* _Objective_:
List each line of the rows below that contains the word "religious", copying the whole line. Count only matches with the same uppercase and lowercase letters.

* _Extracted data_:
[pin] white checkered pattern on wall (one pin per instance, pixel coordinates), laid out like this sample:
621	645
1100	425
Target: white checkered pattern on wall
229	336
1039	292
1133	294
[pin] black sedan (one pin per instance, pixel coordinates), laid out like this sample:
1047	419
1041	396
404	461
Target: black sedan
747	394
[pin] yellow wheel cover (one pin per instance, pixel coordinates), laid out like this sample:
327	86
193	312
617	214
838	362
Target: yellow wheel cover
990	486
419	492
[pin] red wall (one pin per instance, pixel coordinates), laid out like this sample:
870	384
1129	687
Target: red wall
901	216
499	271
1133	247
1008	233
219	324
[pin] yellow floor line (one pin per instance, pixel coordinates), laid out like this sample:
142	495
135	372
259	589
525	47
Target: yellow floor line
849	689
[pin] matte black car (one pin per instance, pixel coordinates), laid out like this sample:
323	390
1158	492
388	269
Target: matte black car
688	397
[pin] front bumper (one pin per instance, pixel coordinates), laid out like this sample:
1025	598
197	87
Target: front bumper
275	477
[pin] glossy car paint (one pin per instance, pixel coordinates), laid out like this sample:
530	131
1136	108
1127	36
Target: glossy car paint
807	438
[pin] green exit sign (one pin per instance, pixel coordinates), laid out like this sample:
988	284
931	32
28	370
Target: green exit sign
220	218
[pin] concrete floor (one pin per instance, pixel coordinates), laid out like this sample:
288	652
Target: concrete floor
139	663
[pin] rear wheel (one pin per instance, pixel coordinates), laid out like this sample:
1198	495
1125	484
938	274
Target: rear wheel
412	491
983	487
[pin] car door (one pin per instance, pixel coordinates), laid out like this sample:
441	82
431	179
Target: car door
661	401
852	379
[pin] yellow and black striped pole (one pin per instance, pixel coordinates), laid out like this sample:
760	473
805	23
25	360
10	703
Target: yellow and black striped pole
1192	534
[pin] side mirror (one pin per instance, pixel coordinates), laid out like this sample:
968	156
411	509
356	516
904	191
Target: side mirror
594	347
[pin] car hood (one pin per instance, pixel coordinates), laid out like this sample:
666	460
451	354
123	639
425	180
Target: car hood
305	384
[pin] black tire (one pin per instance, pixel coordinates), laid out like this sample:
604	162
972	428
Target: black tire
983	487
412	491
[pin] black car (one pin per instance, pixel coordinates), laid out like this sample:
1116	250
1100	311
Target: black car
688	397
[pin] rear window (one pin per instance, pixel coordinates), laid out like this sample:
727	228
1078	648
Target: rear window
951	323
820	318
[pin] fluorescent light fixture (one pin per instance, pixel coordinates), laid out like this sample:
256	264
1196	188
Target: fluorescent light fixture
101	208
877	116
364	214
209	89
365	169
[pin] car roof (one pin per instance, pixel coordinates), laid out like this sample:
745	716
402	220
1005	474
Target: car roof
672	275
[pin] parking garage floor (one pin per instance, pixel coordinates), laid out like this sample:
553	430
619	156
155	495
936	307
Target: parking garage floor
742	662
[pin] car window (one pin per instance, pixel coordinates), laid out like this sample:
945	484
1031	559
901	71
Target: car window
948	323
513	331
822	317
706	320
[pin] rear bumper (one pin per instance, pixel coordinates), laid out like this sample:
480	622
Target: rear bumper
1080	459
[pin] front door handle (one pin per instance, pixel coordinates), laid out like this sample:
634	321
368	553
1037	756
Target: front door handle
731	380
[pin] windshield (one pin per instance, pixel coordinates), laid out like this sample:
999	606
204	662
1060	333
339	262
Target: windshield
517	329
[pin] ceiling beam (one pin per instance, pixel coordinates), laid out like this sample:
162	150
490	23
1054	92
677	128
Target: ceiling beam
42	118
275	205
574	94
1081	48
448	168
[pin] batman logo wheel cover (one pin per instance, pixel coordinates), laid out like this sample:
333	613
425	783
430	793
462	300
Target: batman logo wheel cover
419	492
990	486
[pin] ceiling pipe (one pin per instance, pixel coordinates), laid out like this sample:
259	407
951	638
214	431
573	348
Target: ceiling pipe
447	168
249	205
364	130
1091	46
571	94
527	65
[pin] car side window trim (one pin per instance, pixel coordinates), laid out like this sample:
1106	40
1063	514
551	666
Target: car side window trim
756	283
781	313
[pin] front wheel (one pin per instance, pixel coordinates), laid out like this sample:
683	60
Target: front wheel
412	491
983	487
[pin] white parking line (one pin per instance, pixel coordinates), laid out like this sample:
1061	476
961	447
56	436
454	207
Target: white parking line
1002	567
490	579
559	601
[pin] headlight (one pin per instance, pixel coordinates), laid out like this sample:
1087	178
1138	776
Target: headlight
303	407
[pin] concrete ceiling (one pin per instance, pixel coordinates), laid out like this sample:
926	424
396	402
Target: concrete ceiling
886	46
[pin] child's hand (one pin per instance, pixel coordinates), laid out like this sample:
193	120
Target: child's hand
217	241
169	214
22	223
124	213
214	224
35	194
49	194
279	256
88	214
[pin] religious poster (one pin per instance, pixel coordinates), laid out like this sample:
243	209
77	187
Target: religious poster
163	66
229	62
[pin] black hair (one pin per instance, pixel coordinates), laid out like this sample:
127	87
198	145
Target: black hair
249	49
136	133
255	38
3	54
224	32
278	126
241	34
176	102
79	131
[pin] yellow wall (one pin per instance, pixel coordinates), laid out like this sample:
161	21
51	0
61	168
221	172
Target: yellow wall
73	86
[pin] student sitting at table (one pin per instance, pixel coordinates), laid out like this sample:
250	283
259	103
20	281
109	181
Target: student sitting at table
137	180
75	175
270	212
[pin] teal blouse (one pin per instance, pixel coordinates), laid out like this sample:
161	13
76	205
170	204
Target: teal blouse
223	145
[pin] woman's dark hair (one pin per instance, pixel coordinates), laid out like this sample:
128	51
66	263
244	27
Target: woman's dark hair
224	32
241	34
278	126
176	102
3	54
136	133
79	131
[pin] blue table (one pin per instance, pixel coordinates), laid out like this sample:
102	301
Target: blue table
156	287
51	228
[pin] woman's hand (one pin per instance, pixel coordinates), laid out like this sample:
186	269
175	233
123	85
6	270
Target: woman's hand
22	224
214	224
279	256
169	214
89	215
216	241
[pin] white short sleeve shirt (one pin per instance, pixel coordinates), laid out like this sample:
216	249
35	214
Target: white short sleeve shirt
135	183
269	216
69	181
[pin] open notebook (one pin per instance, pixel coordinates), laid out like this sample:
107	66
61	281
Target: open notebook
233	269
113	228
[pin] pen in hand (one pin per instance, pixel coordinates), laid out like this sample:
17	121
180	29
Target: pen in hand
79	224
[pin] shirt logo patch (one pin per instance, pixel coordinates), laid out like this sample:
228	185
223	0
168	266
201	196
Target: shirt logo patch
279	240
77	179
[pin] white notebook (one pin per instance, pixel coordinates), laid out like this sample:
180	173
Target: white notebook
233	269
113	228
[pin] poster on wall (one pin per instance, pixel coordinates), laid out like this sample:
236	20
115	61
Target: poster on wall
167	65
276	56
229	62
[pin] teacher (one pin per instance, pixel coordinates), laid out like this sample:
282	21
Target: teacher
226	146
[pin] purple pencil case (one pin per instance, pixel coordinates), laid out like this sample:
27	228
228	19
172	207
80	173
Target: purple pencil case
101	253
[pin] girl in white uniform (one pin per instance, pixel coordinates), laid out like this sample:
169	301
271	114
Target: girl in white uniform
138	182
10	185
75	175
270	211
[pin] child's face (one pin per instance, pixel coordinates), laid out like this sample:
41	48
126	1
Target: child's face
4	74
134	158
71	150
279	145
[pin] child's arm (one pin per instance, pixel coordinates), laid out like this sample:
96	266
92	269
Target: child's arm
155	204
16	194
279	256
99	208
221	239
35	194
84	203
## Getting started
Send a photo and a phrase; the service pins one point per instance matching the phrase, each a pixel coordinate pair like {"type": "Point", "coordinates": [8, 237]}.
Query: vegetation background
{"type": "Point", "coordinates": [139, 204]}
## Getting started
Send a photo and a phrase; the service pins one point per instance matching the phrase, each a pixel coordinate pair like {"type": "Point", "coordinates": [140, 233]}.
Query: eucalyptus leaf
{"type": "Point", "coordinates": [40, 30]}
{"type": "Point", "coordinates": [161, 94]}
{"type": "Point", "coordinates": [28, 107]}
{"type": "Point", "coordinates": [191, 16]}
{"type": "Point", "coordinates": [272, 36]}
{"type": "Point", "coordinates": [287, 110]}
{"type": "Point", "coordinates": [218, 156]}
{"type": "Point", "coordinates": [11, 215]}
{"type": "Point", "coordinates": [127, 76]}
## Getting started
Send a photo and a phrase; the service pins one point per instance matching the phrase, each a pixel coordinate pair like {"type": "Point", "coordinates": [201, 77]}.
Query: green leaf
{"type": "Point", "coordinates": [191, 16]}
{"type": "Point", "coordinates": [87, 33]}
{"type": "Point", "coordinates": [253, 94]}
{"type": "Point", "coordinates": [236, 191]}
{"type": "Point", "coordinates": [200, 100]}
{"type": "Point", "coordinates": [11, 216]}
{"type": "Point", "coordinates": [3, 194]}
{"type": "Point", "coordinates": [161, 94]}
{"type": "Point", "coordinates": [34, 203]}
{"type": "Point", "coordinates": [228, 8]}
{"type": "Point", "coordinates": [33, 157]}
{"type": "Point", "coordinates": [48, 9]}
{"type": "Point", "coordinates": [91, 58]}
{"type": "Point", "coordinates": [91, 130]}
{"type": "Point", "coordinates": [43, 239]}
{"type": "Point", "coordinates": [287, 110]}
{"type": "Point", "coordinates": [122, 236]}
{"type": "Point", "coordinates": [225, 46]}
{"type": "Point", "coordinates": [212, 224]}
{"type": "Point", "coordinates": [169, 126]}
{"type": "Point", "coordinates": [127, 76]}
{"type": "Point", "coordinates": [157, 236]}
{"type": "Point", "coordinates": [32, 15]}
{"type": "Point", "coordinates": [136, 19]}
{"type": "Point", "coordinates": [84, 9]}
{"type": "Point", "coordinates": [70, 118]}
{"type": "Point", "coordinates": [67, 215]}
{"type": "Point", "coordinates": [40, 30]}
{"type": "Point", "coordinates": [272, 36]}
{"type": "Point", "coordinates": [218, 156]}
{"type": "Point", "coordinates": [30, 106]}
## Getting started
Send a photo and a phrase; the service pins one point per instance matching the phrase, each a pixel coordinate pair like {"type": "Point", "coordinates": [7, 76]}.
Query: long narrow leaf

* _Exercise result_:
[pin] religious poster (one pin per instance, pixel coordinates), laid out like this sample:
Target: religious poster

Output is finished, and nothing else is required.